Carry the passage about grief and escaping into the Internet further, picking up after its final line.

■ Page extract ■
--------------------------------------------------

Take yesterday and today, for example.  I’ve spent my time at the computer like a bleary-eyed gambler at a slot machine, cramming in quarters and flipping the switch or whatever they call the damn thing you pull.  Over and over.  Staring and exhausted, feeling useless, noting I have the attention span of a gnat.  I do feel useless when I can’t work, as if I’m wasting badly needed space on this planet, exhausting the oxygen supply, contributing nothing but ennui and aimlessness.  The Internet is perfect for times like this, making you kid yourself that you’re learning things and connecting, when, in fact, you are only wasting your time and exhausting yourself by trying not to notice whatever it is you’re trying to avoid.

Whatever it is.   For me, it’s the heaviness and sadness that come from losing two friends recently.  From the lingering guilt that I could have been a better friend to both of them, but now it’s too late.

But we’re supposed to move on, right?  Pull ourselves up by our bootstraps even if we don’t wear boots.  Get going, move on, stop wallowing, stop giving into self-indulgence.  Grief and sadness — those would be self-indulgent.  Avoid them at all cost.  Get on with your life.

So, we get on with our lives.  We get on by talking about folding a husband’s shirts and exploring fragments of dreams, instead of the reality of malignant cells, and surfing the Internet to avoid everything important and everything that hurts.  Except that’s not getting on with life.  That’s avoiding life.  The laundry, the shirts, the Internet can wait.  If you’re going to live, you need to enter the darkness eventually.

(Copyright 2009 by Ruth Pennebaker)

--------------------------------------------------

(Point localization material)
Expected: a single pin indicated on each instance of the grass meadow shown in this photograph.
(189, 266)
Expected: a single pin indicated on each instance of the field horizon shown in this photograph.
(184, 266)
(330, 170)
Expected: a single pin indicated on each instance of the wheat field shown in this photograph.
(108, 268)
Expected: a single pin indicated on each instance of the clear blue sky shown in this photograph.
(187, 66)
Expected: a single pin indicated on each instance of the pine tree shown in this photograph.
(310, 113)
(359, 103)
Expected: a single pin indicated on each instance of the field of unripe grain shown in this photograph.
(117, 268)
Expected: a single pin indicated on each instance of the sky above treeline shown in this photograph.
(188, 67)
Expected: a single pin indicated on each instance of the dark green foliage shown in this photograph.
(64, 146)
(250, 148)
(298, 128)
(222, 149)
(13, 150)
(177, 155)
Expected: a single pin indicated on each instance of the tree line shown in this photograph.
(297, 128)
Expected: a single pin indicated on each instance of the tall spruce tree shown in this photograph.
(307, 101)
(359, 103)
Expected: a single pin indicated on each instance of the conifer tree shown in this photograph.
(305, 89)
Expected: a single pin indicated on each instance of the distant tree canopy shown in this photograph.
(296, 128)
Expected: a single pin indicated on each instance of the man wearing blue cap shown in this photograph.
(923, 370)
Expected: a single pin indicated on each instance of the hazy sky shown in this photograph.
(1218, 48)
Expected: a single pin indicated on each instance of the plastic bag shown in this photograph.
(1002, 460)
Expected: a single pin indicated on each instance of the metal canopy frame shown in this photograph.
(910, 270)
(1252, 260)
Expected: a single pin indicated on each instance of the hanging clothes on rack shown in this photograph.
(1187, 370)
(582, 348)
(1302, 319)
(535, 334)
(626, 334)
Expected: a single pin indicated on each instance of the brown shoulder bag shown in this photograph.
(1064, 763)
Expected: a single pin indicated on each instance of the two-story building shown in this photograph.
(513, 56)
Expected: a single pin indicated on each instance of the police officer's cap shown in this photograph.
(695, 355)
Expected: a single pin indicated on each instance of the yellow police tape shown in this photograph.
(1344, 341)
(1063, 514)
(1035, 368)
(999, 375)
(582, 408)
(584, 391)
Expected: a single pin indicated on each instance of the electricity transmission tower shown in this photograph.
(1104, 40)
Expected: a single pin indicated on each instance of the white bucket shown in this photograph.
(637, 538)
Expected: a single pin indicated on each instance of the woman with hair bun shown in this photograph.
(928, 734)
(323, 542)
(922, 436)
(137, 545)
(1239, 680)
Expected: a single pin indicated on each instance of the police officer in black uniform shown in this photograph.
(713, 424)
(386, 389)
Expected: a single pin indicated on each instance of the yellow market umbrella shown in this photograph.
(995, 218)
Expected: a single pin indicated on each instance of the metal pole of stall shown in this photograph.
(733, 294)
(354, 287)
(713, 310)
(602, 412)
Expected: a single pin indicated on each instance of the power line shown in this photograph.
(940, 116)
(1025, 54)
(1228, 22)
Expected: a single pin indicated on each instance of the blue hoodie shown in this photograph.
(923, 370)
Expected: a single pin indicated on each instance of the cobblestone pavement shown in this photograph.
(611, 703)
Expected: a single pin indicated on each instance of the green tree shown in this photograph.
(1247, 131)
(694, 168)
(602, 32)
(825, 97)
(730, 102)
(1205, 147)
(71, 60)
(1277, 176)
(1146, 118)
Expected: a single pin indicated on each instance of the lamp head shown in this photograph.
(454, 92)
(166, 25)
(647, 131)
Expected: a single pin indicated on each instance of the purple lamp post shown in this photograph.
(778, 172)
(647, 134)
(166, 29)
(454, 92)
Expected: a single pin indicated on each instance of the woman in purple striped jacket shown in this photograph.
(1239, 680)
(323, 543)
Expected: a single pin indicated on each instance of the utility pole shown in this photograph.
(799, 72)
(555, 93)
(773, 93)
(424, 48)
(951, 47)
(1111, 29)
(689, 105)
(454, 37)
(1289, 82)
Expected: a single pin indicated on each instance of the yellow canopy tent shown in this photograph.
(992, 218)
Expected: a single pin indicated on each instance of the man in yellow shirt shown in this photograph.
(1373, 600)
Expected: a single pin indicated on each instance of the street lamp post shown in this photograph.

--------------------------------------------------

■ Expected answer ■
5 comments… add one
  • Cindy A Link

    I was once assigned to interview two women about their husband’s cancer-related deaths for a small town newspaper. Both husbands had been notable pillars of the community.

    The first woman wanted to talk about everything EXCEPT her husband’s death — so I ended up doing a (rather boring) story on the history of the family.  The second woman arrived with her grown daughter and they cried strangely happy tears and told the most beautiful story of how the husband had planned his own funeral and held court at his bedside (he was a judge) and generally presided over his own death. They could not stop talking about what a unique person this man had been and how he handled death with such dignity. I was riveted to every word.

    Years later, I still think of the tearful judge’s wife and daughter with their beautiful memories as the people who were “grieving it right.”  It’s true what they say — the only way out of grief is through it.

    But you probably know that, Ruth.

  • ruthpennebaker Link

    It still fascinates me how different we all are in this regard — like members of different species.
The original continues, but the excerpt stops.